(Stored records)
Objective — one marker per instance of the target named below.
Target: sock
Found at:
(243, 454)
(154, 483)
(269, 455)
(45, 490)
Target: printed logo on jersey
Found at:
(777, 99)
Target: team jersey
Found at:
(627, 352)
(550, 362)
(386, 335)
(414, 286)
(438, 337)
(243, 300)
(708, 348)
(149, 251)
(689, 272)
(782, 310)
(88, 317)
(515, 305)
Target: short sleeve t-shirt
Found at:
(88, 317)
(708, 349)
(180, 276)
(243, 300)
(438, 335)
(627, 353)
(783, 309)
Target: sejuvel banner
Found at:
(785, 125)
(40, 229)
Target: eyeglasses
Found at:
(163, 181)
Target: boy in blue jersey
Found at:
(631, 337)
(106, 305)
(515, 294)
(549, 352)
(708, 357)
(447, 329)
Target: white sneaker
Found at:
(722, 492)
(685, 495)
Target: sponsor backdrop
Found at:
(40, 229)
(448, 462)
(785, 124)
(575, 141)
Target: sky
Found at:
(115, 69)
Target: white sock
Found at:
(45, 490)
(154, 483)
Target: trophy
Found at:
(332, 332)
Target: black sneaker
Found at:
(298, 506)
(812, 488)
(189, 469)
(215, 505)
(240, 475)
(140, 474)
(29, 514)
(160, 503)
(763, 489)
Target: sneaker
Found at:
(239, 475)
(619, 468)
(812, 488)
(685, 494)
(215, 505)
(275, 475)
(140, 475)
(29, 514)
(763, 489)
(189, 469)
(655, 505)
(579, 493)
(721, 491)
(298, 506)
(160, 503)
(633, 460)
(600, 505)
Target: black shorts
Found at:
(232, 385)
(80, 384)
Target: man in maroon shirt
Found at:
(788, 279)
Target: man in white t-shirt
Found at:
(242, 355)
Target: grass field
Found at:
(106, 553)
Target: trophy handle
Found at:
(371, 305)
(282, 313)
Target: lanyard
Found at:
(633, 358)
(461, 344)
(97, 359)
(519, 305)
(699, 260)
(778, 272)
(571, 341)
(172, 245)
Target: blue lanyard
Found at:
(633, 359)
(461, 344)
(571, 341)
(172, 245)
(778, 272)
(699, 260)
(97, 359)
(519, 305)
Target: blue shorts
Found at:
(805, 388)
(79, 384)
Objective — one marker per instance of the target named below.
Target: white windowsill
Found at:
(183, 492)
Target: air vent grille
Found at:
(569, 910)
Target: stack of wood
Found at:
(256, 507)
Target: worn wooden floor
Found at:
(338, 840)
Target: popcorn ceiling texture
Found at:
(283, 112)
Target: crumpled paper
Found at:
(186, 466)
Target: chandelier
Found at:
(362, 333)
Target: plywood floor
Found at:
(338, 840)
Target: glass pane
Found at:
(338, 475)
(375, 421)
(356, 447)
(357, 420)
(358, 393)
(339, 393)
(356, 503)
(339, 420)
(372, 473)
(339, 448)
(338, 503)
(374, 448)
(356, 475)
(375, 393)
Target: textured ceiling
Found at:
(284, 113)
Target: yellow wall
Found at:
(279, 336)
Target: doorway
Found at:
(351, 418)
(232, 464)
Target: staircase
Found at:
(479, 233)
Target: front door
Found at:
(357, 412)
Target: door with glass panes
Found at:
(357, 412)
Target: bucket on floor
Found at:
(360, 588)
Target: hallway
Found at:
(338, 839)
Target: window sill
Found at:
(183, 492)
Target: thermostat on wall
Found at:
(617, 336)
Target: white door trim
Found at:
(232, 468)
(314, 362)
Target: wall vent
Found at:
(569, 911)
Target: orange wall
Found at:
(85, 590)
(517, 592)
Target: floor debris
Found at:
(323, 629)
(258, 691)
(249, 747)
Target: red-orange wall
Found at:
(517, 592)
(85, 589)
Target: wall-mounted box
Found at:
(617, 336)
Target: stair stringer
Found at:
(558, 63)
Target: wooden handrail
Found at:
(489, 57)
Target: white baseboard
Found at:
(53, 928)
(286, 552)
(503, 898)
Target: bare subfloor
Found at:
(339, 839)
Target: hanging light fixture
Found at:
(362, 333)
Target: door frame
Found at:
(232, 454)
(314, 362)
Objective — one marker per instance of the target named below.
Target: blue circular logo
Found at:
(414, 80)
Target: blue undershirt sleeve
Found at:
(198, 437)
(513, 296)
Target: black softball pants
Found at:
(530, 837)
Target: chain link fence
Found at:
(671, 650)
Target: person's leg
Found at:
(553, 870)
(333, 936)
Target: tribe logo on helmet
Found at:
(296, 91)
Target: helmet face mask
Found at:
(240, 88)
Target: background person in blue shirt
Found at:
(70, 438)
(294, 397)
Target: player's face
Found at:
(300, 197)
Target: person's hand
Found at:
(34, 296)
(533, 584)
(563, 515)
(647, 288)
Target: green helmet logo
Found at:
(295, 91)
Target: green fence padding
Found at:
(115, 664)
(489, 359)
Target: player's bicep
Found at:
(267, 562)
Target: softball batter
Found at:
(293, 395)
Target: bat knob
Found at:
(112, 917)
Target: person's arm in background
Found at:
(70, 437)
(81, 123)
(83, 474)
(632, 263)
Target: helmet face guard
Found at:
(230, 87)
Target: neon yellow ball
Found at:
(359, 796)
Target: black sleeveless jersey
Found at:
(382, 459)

* **Task details**: If a line in the records above holds the string "jersey", copy it out.

* **Answer to the exercise**:
Target: printed logo on jersey
Target: team jersey
Target: boy in blue jersey
Target: black sleeveless jersey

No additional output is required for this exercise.